# iStick Pico Mega



## Coco (24/7/16)

18650 or 26650

http://www.eleafworld.com/istick-pico-mega/

Size: 53.5mm*31.5mm*73.5mm
Thread type: 510 thread
Cell type: High-rate 18650 cell (Continuous discharge current should be above 25A)
Cell type High-rate 26650 cell (Continuous discharge current should be above 35A)
Output mode: Smart/VW/Bypass/TC(Ni,Ti,SS,TCR-M1,M2,M3) mode
Output wattage: 1-80W
Resistance range: 0.05-1.5ohm (TC modes)
Resistance range: 0.1-3.5ohm (Smart/VW/Bypass mode)
Temperature range: 100－315℃/200－600℉ (TC modes)
Color: Hot pink, black, grey, silver, white

Reactions: Like 2


----------



## Spydro (24/7/16)



Reactions: Like 2


----------



## RichJB (24/7/16)

Interesting, thanks for the pics. Spydro, does the new Mega have the same battery cap/tank clearance as the original? Judging by your side by side, it looks like the Mega might have more, but only a fraction of a mm, if anything. My only gripe about the Pico is that it can take a 23mm tank max, and even that is pushing it. I would happily have given up another 2mm in mod length in order to fit an Avo 24 on it.

□ □ □

* [LIST OF TASKS]
[a] In the iStick Pico Mega thread, what output wattage range is listed?
[b] Scale the records from their start through the line containing "[(248, 405)]", inclusive, giving only those lines again with the requests kept in. Multiply every coordinate in the answers by 2.6 and round to whole numbers, halves up, and leave the sample coordinates in the requests unchanged.

□ □ □

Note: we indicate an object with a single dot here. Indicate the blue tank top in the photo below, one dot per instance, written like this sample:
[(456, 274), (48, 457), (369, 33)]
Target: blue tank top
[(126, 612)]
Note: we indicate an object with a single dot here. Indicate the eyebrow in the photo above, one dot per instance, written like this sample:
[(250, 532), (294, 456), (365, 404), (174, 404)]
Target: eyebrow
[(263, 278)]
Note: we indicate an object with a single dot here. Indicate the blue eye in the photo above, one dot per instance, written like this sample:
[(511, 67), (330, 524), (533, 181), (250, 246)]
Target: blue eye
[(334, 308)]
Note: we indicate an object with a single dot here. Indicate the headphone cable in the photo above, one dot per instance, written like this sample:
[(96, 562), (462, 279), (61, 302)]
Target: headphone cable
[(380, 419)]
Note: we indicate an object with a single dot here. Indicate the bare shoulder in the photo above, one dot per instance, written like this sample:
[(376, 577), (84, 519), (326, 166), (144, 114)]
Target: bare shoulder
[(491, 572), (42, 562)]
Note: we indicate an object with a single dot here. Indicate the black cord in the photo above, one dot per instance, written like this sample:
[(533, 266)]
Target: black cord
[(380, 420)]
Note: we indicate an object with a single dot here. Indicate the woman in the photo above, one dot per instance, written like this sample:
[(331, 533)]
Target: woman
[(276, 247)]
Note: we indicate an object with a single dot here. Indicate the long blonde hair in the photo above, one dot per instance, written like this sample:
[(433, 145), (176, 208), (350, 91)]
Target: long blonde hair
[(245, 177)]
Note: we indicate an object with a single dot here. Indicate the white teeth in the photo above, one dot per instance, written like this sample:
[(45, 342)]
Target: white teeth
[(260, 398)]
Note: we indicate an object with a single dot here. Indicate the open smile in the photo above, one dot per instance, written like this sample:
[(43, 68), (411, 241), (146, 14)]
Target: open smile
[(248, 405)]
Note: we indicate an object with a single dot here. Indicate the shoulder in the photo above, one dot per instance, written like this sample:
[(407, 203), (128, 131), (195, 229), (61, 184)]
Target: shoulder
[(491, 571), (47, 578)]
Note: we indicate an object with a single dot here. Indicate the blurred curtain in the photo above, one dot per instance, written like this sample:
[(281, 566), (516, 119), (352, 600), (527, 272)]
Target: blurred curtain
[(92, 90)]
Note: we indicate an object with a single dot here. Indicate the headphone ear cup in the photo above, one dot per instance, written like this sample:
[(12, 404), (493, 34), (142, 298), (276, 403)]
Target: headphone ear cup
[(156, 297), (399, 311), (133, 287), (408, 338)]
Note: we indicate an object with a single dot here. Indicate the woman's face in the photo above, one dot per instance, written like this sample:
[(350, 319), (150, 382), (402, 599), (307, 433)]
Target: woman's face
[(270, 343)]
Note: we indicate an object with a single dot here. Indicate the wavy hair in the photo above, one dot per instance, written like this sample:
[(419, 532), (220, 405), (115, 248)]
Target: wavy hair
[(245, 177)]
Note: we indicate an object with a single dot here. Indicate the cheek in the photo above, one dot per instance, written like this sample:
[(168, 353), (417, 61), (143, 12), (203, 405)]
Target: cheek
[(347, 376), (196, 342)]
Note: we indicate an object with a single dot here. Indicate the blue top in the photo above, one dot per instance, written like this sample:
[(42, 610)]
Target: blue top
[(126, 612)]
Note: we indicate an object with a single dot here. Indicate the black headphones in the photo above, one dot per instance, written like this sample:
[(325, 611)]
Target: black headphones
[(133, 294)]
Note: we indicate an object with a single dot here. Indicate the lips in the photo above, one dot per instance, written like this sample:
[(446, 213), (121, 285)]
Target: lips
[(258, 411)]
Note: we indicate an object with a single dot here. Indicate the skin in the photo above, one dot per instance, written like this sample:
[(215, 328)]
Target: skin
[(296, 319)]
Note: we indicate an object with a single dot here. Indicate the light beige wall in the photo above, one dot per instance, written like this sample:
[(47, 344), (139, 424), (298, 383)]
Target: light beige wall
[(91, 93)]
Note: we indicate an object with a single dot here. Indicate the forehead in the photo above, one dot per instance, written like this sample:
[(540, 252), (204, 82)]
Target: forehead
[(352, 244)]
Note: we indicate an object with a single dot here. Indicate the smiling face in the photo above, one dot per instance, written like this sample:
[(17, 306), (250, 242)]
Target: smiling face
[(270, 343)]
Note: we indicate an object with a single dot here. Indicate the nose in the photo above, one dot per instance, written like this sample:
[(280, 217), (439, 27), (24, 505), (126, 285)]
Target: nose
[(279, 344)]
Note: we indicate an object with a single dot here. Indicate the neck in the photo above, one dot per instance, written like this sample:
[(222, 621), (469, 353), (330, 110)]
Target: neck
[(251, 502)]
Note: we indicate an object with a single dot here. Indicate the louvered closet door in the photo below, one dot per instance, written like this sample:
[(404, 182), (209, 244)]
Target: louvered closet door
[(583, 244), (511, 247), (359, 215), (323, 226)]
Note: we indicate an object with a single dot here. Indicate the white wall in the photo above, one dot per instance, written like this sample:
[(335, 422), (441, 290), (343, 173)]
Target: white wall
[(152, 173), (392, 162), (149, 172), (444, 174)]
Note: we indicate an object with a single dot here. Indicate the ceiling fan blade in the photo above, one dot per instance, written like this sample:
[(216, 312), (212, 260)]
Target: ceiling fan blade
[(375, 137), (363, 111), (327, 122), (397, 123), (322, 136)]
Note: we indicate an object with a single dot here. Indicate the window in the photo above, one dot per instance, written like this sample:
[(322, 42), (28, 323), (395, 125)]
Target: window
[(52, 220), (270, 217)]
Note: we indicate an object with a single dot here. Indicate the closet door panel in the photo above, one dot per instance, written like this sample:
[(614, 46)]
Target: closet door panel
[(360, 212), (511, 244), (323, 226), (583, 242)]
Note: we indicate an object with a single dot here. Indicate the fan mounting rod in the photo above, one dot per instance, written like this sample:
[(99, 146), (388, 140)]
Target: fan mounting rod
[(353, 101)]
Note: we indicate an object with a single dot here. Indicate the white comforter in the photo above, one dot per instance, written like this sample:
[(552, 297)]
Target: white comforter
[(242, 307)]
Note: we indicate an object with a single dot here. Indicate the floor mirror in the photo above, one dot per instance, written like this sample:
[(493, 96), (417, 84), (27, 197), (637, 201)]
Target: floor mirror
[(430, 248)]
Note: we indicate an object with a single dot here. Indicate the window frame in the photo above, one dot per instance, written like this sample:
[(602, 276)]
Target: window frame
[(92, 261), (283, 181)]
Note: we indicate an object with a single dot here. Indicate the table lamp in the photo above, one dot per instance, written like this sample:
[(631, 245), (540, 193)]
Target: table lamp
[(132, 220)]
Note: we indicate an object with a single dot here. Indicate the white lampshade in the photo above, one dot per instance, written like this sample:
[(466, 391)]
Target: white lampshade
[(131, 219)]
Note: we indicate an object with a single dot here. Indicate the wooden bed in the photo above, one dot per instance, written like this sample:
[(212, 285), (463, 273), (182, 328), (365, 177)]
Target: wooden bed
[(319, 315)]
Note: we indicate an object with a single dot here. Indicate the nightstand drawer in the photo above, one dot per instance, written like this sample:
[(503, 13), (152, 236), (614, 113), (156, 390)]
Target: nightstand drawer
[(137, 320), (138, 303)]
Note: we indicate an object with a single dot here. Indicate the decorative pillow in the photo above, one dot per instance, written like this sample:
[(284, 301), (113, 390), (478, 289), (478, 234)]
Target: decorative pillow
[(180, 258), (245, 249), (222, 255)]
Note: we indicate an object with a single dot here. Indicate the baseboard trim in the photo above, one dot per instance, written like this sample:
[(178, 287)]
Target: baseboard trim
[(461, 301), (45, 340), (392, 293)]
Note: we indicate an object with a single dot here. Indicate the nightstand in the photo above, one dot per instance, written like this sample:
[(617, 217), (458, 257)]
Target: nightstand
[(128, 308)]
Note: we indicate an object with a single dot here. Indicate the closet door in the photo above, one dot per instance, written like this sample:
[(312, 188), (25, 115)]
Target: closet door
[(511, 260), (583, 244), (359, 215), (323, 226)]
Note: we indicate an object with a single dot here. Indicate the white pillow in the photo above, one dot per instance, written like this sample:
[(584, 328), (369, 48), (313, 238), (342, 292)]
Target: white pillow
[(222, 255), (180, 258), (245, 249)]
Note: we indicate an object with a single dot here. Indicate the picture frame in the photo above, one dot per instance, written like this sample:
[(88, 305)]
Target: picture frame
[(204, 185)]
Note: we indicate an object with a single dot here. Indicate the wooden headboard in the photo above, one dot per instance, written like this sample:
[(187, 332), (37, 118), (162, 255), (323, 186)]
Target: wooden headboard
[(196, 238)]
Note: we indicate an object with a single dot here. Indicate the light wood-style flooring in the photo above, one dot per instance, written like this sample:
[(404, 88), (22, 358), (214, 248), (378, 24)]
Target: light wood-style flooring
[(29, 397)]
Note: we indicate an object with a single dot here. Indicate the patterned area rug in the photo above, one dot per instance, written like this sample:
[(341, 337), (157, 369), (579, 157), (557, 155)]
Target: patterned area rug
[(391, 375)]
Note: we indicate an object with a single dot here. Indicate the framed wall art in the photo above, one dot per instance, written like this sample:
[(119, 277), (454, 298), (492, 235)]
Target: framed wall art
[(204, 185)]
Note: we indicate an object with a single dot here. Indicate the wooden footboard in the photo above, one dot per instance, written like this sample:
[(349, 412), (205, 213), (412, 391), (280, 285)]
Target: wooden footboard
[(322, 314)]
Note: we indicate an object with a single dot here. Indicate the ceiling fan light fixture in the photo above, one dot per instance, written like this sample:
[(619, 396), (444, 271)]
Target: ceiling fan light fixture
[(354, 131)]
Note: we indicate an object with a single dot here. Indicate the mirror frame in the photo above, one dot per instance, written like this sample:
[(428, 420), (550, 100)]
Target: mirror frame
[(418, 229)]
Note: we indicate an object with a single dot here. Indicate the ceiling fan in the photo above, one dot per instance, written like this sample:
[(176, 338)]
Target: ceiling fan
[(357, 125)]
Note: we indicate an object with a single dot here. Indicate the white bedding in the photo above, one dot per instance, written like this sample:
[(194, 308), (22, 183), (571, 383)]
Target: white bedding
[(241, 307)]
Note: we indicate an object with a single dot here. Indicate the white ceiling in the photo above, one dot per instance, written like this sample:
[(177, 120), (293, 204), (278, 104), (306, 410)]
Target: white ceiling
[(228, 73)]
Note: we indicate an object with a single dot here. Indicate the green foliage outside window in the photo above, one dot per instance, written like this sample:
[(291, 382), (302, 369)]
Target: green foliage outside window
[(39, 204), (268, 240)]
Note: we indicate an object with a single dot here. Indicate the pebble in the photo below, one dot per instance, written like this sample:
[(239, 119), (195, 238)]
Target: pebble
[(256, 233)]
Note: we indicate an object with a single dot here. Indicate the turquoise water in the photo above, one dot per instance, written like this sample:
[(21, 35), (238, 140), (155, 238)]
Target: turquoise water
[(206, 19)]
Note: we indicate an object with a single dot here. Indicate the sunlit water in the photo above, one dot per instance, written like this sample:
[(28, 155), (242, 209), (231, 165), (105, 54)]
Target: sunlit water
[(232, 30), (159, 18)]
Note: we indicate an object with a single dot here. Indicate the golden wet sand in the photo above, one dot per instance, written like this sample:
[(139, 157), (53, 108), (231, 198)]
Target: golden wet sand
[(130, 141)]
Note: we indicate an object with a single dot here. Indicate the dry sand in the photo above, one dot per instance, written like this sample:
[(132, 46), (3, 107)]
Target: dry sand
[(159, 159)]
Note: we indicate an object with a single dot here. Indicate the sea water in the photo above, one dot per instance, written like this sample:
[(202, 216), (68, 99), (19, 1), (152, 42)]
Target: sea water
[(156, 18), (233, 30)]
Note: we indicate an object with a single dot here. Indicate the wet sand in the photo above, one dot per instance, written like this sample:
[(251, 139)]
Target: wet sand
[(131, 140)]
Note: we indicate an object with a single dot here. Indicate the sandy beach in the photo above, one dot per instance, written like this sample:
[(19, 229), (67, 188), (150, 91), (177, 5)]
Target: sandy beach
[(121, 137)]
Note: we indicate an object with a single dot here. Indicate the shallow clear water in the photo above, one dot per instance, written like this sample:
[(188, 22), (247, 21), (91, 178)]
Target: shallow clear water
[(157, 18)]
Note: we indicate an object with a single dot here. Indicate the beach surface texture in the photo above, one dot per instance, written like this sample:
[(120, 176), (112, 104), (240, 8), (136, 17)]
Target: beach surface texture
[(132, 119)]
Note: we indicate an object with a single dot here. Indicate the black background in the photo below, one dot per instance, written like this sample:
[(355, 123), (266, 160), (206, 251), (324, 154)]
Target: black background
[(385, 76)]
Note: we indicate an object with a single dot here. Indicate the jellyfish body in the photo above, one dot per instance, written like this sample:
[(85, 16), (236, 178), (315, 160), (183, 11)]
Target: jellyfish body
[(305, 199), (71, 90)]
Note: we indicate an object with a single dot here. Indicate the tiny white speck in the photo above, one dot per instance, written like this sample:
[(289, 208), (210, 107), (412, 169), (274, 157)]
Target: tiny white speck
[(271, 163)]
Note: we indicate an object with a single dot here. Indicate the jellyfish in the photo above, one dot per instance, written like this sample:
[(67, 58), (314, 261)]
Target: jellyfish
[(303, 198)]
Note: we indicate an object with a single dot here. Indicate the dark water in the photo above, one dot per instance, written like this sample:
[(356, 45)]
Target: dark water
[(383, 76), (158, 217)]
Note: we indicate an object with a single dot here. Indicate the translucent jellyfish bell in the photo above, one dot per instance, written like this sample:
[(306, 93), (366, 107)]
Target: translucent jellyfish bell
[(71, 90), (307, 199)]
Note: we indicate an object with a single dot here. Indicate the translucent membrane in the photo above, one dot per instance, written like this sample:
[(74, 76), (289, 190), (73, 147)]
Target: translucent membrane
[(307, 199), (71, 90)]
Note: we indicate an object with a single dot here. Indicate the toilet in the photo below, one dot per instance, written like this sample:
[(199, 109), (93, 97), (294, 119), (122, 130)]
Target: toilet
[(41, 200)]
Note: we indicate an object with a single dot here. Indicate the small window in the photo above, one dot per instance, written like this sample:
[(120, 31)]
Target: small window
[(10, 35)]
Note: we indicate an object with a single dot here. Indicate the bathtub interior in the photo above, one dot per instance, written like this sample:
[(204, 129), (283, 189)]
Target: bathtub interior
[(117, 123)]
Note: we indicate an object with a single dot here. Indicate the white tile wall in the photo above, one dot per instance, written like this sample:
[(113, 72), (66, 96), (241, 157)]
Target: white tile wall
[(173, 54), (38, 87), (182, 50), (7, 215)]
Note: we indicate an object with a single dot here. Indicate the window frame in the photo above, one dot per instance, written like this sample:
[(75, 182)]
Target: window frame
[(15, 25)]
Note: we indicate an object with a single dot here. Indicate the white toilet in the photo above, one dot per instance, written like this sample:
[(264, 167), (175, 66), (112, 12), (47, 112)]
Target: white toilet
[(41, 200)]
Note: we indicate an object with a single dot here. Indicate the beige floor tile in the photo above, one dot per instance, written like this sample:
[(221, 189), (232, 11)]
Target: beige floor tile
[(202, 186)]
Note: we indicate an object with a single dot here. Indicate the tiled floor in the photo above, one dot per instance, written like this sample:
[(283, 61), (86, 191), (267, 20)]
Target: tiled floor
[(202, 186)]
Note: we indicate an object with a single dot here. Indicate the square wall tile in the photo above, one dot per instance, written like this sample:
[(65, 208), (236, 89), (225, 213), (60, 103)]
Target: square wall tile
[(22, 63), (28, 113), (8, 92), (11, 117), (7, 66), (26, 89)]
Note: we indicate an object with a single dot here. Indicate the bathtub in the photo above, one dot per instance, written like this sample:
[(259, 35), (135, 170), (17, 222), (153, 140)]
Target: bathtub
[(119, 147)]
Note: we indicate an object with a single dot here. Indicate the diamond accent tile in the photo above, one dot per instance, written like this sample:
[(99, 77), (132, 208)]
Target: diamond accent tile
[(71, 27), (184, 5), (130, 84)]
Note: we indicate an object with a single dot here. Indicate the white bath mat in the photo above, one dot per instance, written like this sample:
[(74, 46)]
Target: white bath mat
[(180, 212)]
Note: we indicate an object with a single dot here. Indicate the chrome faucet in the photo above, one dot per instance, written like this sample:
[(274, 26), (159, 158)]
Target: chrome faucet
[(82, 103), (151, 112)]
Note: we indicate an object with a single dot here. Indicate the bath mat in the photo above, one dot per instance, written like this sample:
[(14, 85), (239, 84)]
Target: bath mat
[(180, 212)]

□ □ □

* [EXPECTED RESPONSES]
[a] 1-80W

[b]
Note: we indicate an object with a single dot here. Indicate the blue tank top in the photo below, one dot per instance, written like this sample:
[(456, 274), (48, 457), (369, 33)]
Target: blue tank top
[(328, 1591)]
Note: we indicate an object with a single dot here. Indicate the eyebrow in the photo above, one dot per instance, written like this sample:
[(250, 532), (294, 456), (365, 404), (174, 404)]
Target: eyebrow
[(684, 723)]
Note: we indicate an object with a single dot here. Indicate the blue eye in the photo above, one dot per instance, written like this sample:
[(511, 67), (330, 524), (533, 181), (250, 246)]
Target: blue eye
[(868, 801)]
Note: we indicate an object with a single dot here. Indicate the headphone cable in the photo above, one dot per instance, written like this sample:
[(96, 562), (462, 279), (61, 302)]
Target: headphone cable
[(988, 1089)]
Note: we indicate an object with a single dot here. Indicate the bare shoulder in the photo above, one dot per instance, written like this sample:
[(376, 577), (84, 519), (326, 166), (144, 114)]
Target: bare shoulder
[(1277, 1487), (109, 1461)]
Note: we indicate an object with a single dot here. Indicate the black cord in the photo above, one dot per instance, written like this sample:
[(533, 266)]
Target: black cord
[(988, 1092)]
Note: we indicate an object with a single dot here. Indicate the woman in the photo above, one dot per instance, written like this sample:
[(331, 533)]
Target: woman
[(718, 642)]
Note: we indicate an object with a single dot here. Indicate the long blonde hair in the photo above, one dot per instance, written like this sample:
[(433, 145), (176, 208), (350, 91)]
Target: long blonde hair
[(637, 460)]
Note: we indicate an object with a single dot here. Indicate the white teeth in the photo above, one dot per instance, written like this sample:
[(45, 342)]
Target: white teeth
[(676, 1035)]
Note: we indicate an object with a single dot here. Indicate the open smile in the photo above, one dot per instance, written like this sample:
[(43, 68), (411, 241), (146, 14)]
Target: open smile
[(645, 1053)]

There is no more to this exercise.